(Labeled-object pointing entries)
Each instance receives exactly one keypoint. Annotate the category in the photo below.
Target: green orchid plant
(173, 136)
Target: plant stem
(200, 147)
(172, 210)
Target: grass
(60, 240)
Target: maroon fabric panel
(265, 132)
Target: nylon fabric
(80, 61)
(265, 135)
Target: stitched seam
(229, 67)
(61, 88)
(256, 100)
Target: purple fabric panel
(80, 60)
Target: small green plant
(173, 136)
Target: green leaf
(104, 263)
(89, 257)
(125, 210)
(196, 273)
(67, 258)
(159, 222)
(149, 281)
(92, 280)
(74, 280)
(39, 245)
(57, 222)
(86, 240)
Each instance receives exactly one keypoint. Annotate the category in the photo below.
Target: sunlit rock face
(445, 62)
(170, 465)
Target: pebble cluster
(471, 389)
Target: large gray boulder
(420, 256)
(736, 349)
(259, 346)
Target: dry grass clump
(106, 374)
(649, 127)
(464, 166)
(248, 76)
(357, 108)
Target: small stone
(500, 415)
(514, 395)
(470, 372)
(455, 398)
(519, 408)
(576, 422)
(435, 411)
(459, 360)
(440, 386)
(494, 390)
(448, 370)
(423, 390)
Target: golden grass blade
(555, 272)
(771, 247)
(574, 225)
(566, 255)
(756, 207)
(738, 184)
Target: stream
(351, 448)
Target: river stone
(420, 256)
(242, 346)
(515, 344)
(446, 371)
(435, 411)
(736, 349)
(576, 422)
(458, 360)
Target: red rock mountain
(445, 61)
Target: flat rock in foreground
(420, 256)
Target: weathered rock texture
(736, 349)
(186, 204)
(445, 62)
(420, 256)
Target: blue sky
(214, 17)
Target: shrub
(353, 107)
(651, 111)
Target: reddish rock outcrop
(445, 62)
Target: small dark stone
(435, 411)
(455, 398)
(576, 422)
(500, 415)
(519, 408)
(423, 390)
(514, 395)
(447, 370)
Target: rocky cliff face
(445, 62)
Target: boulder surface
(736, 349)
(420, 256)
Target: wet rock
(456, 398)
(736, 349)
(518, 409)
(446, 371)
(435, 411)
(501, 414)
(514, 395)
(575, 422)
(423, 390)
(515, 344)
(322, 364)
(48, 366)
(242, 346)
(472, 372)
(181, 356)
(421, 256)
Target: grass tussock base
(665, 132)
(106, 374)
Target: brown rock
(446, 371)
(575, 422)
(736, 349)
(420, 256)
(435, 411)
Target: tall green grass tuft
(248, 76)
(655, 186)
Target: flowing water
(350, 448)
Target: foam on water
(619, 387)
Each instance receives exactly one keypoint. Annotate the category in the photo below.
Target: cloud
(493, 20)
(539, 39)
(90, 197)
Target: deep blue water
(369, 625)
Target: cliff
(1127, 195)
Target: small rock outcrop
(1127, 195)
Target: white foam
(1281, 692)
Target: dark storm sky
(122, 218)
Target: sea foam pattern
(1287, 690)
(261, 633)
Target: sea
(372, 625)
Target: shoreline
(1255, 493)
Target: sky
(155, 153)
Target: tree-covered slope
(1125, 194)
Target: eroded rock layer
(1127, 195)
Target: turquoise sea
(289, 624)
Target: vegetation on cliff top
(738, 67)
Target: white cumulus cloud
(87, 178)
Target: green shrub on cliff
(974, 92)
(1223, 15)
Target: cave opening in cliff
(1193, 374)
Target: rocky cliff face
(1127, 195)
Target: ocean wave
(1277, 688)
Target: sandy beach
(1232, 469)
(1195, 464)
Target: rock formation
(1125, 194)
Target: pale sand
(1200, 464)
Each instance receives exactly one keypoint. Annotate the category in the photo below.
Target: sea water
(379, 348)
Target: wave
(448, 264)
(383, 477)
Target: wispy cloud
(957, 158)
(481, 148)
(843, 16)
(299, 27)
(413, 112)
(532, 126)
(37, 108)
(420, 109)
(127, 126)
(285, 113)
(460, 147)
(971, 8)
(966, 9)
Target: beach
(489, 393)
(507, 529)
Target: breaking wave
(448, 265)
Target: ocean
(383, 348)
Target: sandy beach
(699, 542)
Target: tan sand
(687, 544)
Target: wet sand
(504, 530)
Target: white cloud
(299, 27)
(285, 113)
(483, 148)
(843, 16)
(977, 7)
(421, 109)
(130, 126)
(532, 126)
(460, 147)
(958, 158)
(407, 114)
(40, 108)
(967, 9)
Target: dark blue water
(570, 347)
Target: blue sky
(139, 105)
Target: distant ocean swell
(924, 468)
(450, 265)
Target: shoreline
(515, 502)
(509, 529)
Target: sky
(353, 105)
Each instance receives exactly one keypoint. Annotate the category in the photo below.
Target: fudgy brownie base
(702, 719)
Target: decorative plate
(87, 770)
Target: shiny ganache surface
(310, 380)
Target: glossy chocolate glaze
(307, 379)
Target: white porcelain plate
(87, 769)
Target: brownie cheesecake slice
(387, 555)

● Goal of the exercise
Repeat all of the entries exactly.

● Output for this task
Each instance receives exactly one keypoint. Annotate the category in the photo below.
Target: green orchid plant
(173, 136)
Target: plant stem
(200, 147)
(172, 210)
Target: grass
(60, 240)
Target: maroon fabric panel
(265, 132)
Target: nylon fabric
(80, 61)
(265, 135)
Target: stitched seam
(229, 67)
(61, 88)
(256, 100)
Target: purple fabric panel
(80, 60)
Target: small green plant
(173, 136)
Target: green leaf
(104, 263)
(89, 257)
(125, 210)
(196, 273)
(67, 258)
(159, 222)
(149, 281)
(92, 280)
(74, 280)
(39, 245)
(57, 222)
(86, 240)
Each instance receives exactly one keypoint. Annotate the category in the photo below.
Target: sunlit rock face
(445, 62)
(170, 465)
Target: pebble cluster
(471, 389)
Target: large gray boulder
(420, 256)
(736, 349)
(259, 346)
Target: dry grass clump
(106, 374)
(649, 127)
(464, 166)
(248, 76)
(357, 108)
Target: small stone
(500, 415)
(514, 395)
(470, 372)
(455, 398)
(519, 408)
(576, 422)
(435, 411)
(459, 360)
(440, 386)
(494, 390)
(448, 370)
(423, 390)
Target: golden grass blade
(555, 272)
(771, 247)
(574, 225)
(566, 255)
(756, 207)
(738, 184)
Target: stream
(351, 448)
Target: river stone
(420, 256)
(242, 346)
(515, 344)
(446, 371)
(435, 411)
(736, 349)
(576, 422)
(458, 360)
Target: red rock mountain
(445, 61)
Target: flat rock in foreground
(420, 256)
Target: weathered rock texture
(736, 349)
(186, 204)
(445, 62)
(420, 256)
Target: blue sky
(214, 17)
Target: shrub
(353, 107)
(651, 111)
Target: reddish rock outcrop
(445, 62)
Target: small dark stone
(435, 411)
(455, 398)
(576, 422)
(500, 415)
(519, 408)
(423, 390)
(514, 395)
(447, 370)
Target: rocky cliff face
(445, 62)
Target: boulder surface
(736, 349)
(420, 256)
Target: wet rock
(456, 398)
(736, 349)
(518, 409)
(446, 371)
(435, 411)
(501, 414)
(514, 395)
(575, 422)
(423, 390)
(515, 344)
(322, 364)
(48, 366)
(242, 346)
(472, 372)
(181, 356)
(421, 256)
Target: grass tussock base
(665, 132)
(106, 374)
Target: brown rock
(446, 371)
(575, 422)
(736, 349)
(420, 256)
(435, 411)
Target: tall green grass tuft
(248, 76)
(655, 186)
Target: flowing water
(350, 448)
Target: foam on water
(619, 387)
Each instance receives exactly one keypoint. Annotate the category in the photo below.
Target: cloud
(493, 20)
(539, 39)
(90, 197)
Target: deep blue water
(369, 625)
Target: cliff
(1127, 195)
Target: small rock outcrop
(1127, 195)
Target: white foam
(1281, 692)
Target: dark storm sky
(122, 218)
Target: sea foam pattern
(1287, 690)
(261, 633)
Target: sea
(372, 625)
Target: shoreline
(1255, 493)
Target: sky
(155, 153)
Target: tree-covered slope
(1125, 194)
Target: eroded rock layer
(1127, 195)
Target: turquoise sea
(289, 624)
Target: vegetation on cliff top
(738, 67)
Target: white cumulus cloud
(87, 178)
Target: green shrub on cliff
(974, 92)
(1223, 15)
Target: cave opening in cliff
(1193, 374)
Target: rocky cliff face
(1127, 195)
Target: ocean wave
(1277, 688)
Target: sandy beach
(1232, 469)
(1195, 464)
Target: rock formation
(1125, 194)
Target: pale sand
(1200, 464)
Each instance receives exactly one keypoint. Annotate the category in the photo below.
Target: sea water
(379, 348)
Target: wave
(448, 264)
(383, 477)
Target: wispy cloud
(957, 158)
(481, 148)
(843, 16)
(299, 27)
(413, 112)
(532, 126)
(37, 108)
(420, 109)
(127, 126)
(285, 113)
(460, 147)
(971, 8)
(966, 9)
Target: beach
(489, 393)
(507, 529)
Target: breaking wave
(448, 265)
Target: ocean
(383, 348)
Target: sandy beach
(699, 542)
Target: tan sand
(687, 544)
Target: wet sand
(504, 530)
Target: white cloud
(299, 27)
(285, 113)
(483, 148)
(843, 16)
(977, 7)
(421, 109)
(130, 126)
(532, 126)
(460, 147)
(958, 158)
(407, 114)
(40, 108)
(967, 9)
Target: dark blue water
(570, 347)
Target: blue sky
(139, 105)
Target: distant ocean swell
(924, 468)
(450, 265)
Target: shoreline
(515, 502)
(509, 529)
Target: sky
(353, 105)
Each instance receives exactly one keypoint. Annotate the category in the photo below.
Target: fudgy brownie base
(702, 719)
Target: decorative plate
(87, 770)
Target: shiny ganache surface
(310, 380)
Target: glossy chocolate glaze
(307, 379)
Target: white porcelain plate
(87, 769)
Target: brownie cheesecake slice
(387, 555)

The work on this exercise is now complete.